**Exercise:**
Give back, unchanged, each line from the one containing "Mark every instance of the red ribbon" through the last line of the entries below.

────────────────────

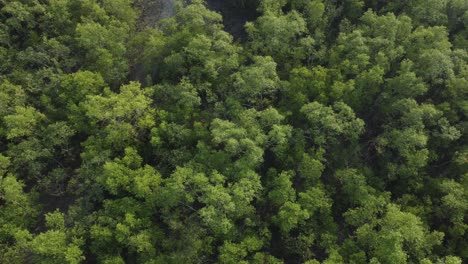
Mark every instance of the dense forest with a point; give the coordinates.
(235, 131)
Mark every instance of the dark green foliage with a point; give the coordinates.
(334, 133)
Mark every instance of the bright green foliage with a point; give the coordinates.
(315, 131)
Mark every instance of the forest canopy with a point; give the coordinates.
(327, 131)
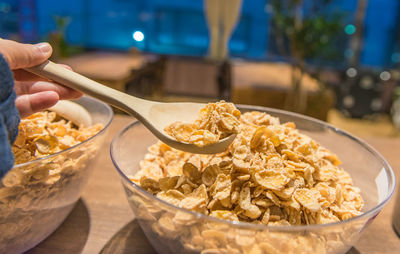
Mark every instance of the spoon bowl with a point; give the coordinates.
(154, 115)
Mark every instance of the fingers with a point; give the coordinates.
(27, 87)
(20, 55)
(28, 104)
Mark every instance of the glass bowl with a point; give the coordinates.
(36, 197)
(175, 230)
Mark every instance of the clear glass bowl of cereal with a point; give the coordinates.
(314, 206)
(37, 195)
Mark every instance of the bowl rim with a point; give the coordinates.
(370, 213)
(110, 114)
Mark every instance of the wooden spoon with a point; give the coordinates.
(154, 115)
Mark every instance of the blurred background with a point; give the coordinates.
(336, 60)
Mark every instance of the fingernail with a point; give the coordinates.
(44, 47)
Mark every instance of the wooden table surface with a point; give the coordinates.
(102, 221)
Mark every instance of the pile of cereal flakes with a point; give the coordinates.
(271, 174)
(216, 121)
(38, 195)
(44, 133)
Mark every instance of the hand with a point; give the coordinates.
(34, 93)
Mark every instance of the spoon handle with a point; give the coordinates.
(90, 87)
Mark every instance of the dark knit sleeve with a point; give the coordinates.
(9, 117)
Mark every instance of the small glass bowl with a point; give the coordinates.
(36, 196)
(175, 230)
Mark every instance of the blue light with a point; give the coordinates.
(138, 36)
(396, 57)
(350, 29)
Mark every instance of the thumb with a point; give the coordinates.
(20, 55)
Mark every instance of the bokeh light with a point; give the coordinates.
(138, 36)
(350, 29)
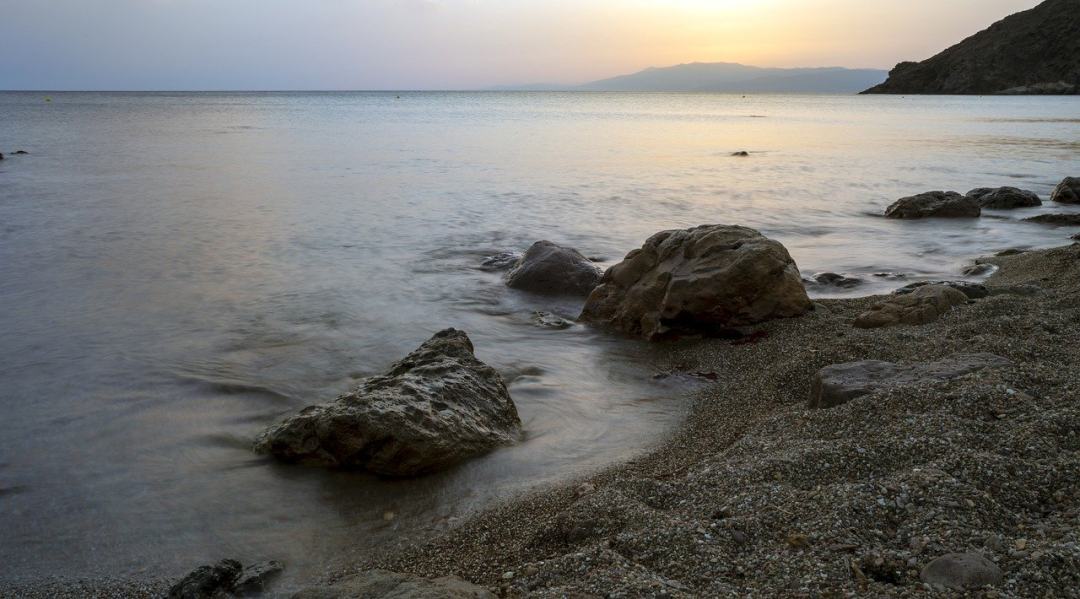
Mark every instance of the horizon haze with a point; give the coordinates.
(451, 44)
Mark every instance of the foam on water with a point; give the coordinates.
(178, 271)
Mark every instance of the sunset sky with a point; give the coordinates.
(423, 44)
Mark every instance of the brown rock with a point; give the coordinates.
(926, 304)
(711, 278)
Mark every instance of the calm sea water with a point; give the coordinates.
(177, 271)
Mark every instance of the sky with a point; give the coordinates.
(451, 44)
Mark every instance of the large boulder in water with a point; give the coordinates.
(939, 204)
(549, 268)
(1067, 191)
(1004, 198)
(432, 409)
(711, 278)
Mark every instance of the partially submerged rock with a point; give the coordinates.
(380, 584)
(549, 268)
(840, 383)
(706, 280)
(961, 572)
(434, 408)
(936, 204)
(923, 305)
(1058, 219)
(1067, 191)
(1004, 198)
(973, 290)
(226, 579)
(835, 280)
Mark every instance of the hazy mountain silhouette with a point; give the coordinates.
(1031, 52)
(730, 78)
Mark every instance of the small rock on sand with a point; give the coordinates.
(973, 290)
(936, 204)
(380, 584)
(840, 383)
(549, 268)
(923, 305)
(961, 572)
(1058, 219)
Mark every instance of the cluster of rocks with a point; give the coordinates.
(950, 204)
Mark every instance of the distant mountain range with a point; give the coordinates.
(729, 78)
(1031, 52)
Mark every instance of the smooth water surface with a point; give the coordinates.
(177, 271)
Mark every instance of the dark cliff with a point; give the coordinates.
(1031, 52)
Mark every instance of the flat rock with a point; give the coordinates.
(549, 268)
(1067, 191)
(973, 290)
(707, 280)
(208, 582)
(835, 280)
(840, 383)
(961, 572)
(1004, 198)
(379, 584)
(934, 204)
(1058, 219)
(922, 305)
(434, 408)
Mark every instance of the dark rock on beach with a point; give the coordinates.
(840, 383)
(712, 278)
(1057, 219)
(1067, 191)
(380, 584)
(226, 579)
(1035, 52)
(922, 305)
(549, 268)
(973, 290)
(1004, 198)
(835, 280)
(934, 204)
(961, 572)
(434, 408)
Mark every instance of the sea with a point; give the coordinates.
(180, 270)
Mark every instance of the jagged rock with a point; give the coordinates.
(432, 409)
(1021, 51)
(501, 261)
(973, 290)
(208, 582)
(923, 305)
(379, 584)
(840, 383)
(934, 204)
(835, 280)
(548, 268)
(547, 320)
(707, 280)
(961, 572)
(1004, 198)
(256, 577)
(1057, 219)
(1067, 191)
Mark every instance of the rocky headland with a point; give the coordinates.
(1031, 52)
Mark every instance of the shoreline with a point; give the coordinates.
(754, 494)
(720, 506)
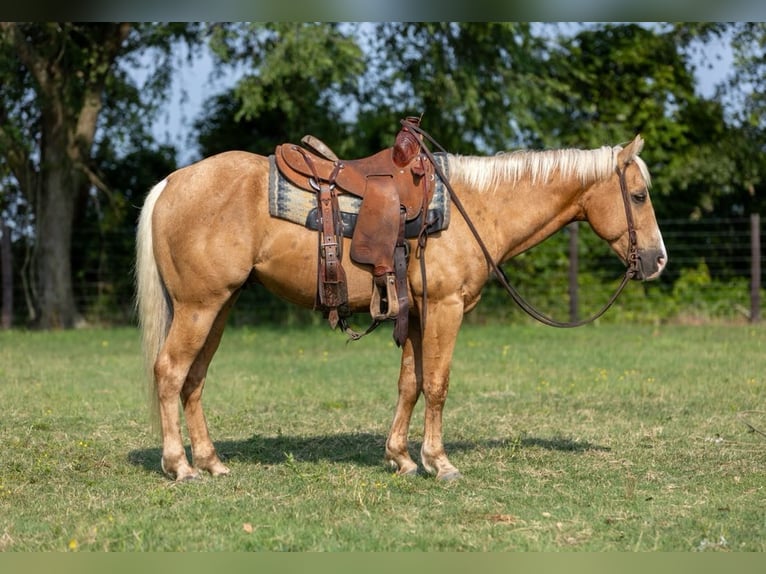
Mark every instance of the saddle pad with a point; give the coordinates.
(300, 206)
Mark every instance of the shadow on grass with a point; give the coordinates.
(358, 448)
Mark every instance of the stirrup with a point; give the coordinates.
(382, 308)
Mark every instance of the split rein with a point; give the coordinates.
(632, 257)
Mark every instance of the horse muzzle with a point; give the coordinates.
(649, 264)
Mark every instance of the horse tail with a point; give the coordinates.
(152, 303)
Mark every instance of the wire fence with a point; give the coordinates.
(711, 274)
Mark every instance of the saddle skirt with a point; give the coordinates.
(297, 205)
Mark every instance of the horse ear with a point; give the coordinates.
(630, 151)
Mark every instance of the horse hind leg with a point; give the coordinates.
(188, 335)
(204, 455)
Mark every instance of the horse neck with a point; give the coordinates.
(515, 210)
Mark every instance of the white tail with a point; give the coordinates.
(154, 312)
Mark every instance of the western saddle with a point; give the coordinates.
(396, 185)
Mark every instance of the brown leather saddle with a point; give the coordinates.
(396, 186)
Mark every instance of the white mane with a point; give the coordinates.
(539, 166)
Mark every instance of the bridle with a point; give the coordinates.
(632, 258)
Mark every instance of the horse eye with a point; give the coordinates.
(640, 197)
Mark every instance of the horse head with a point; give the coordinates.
(619, 209)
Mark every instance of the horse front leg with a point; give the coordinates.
(410, 385)
(440, 335)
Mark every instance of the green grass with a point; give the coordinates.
(609, 437)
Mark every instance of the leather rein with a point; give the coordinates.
(632, 257)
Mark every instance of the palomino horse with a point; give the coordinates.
(205, 230)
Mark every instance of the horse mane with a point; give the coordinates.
(481, 172)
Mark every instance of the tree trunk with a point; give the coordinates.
(6, 275)
(54, 218)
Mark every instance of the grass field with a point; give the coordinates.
(631, 438)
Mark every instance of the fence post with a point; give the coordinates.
(755, 268)
(574, 303)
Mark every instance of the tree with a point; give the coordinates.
(63, 85)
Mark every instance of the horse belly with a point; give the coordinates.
(287, 265)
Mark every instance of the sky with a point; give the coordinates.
(193, 86)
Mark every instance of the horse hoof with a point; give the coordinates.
(408, 472)
(189, 477)
(449, 476)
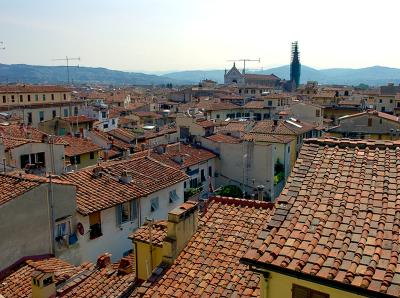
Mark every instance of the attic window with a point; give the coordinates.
(154, 204)
(173, 197)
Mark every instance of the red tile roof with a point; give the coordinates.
(32, 88)
(105, 191)
(338, 217)
(12, 187)
(77, 146)
(181, 156)
(221, 138)
(209, 264)
(268, 138)
(284, 127)
(158, 233)
(87, 280)
(79, 119)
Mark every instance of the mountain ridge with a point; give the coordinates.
(23, 73)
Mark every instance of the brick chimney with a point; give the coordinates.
(43, 284)
(182, 224)
(104, 260)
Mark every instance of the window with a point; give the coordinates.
(95, 225)
(126, 212)
(202, 176)
(154, 204)
(173, 197)
(75, 160)
(303, 292)
(193, 183)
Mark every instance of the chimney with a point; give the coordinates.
(104, 260)
(182, 224)
(43, 284)
(125, 177)
(125, 266)
(260, 192)
(96, 173)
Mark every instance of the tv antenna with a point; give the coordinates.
(244, 62)
(67, 59)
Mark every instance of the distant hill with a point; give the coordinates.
(34, 74)
(374, 76)
(22, 73)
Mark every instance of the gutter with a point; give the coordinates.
(259, 267)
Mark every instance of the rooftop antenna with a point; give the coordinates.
(244, 62)
(67, 59)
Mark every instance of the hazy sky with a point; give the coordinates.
(158, 35)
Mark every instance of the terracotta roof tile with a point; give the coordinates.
(158, 233)
(32, 88)
(338, 216)
(221, 138)
(209, 264)
(180, 156)
(77, 146)
(95, 193)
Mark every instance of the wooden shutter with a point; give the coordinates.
(118, 210)
(134, 211)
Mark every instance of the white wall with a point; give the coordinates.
(115, 238)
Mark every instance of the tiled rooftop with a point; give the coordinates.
(86, 280)
(338, 217)
(282, 127)
(158, 233)
(12, 187)
(105, 190)
(32, 88)
(78, 146)
(173, 154)
(209, 264)
(221, 138)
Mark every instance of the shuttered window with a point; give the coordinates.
(303, 292)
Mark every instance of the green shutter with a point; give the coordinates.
(118, 210)
(133, 210)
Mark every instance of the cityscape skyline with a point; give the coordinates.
(155, 36)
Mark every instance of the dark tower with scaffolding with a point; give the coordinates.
(295, 65)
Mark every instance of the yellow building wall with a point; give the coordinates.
(280, 286)
(146, 264)
(16, 99)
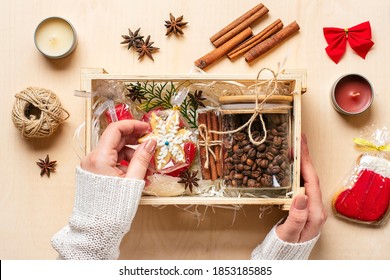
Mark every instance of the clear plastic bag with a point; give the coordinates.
(365, 195)
(175, 149)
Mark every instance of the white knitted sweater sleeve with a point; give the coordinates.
(273, 248)
(103, 210)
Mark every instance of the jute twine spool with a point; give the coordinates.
(37, 112)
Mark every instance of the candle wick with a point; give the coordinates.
(355, 94)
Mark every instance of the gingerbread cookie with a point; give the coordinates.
(367, 199)
(171, 137)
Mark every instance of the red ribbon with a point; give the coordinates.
(359, 38)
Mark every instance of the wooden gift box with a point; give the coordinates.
(295, 80)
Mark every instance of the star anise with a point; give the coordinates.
(145, 47)
(135, 92)
(47, 166)
(197, 98)
(174, 25)
(189, 179)
(132, 39)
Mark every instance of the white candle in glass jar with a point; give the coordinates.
(55, 37)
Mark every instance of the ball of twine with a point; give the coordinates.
(37, 112)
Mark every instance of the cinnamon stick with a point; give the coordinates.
(217, 148)
(242, 23)
(271, 42)
(235, 22)
(202, 150)
(255, 40)
(221, 51)
(213, 167)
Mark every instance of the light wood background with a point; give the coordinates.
(32, 208)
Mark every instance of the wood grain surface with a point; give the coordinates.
(33, 208)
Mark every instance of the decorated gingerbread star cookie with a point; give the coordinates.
(170, 139)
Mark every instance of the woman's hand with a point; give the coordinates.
(307, 214)
(111, 150)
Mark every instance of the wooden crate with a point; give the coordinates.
(295, 79)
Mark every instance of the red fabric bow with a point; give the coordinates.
(359, 38)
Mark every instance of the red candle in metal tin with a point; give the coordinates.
(352, 94)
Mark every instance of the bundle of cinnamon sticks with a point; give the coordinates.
(209, 148)
(237, 39)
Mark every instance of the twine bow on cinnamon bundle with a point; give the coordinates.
(210, 137)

────────────────────

**Complete response:**
Mark every instance of the red ribbon with a point; give the coordinates.
(359, 38)
Mark every instance of the wooden gift box with a point; give the coordinates.
(295, 80)
Mark every instance of the star anise with a point; give the coordinates.
(145, 47)
(135, 92)
(47, 166)
(197, 98)
(174, 25)
(189, 179)
(132, 39)
Mark every instance of the white candle in glass jar with a point; give the coordinates.
(55, 37)
Mark every instance of the ball of twine with a point; give the coordinates.
(37, 112)
Mark every instance of the cinnamon stick with a point; give the coordinates.
(217, 148)
(242, 23)
(271, 42)
(235, 22)
(202, 150)
(255, 40)
(221, 51)
(213, 167)
Mark every instance of the light wood background with a point; give the coordinates.
(32, 208)
Mark every instance of the wood grain surface with a point; give the coordinates.
(33, 208)
Mark every instance of the decorated gingerbread star cookie with a point; give the coordinates.
(170, 139)
Mark every instance of the woman's hand with a point; give the coordinates.
(307, 214)
(111, 150)
Mark every instance of the wooden crate with a point; give the coordinates.
(295, 79)
Mark every instance of the red fabric bow with a point; give the coordinates.
(359, 38)
Mark every instance of the red candle in metal tin with a point; give the coordinates.
(352, 94)
Mark every instance of the bundle of cinnamon sticks with a point; give the coordinates.
(209, 148)
(237, 39)
Mark every instance of the twine bow on cinnamon bundle with a point; give the coordinates.
(210, 137)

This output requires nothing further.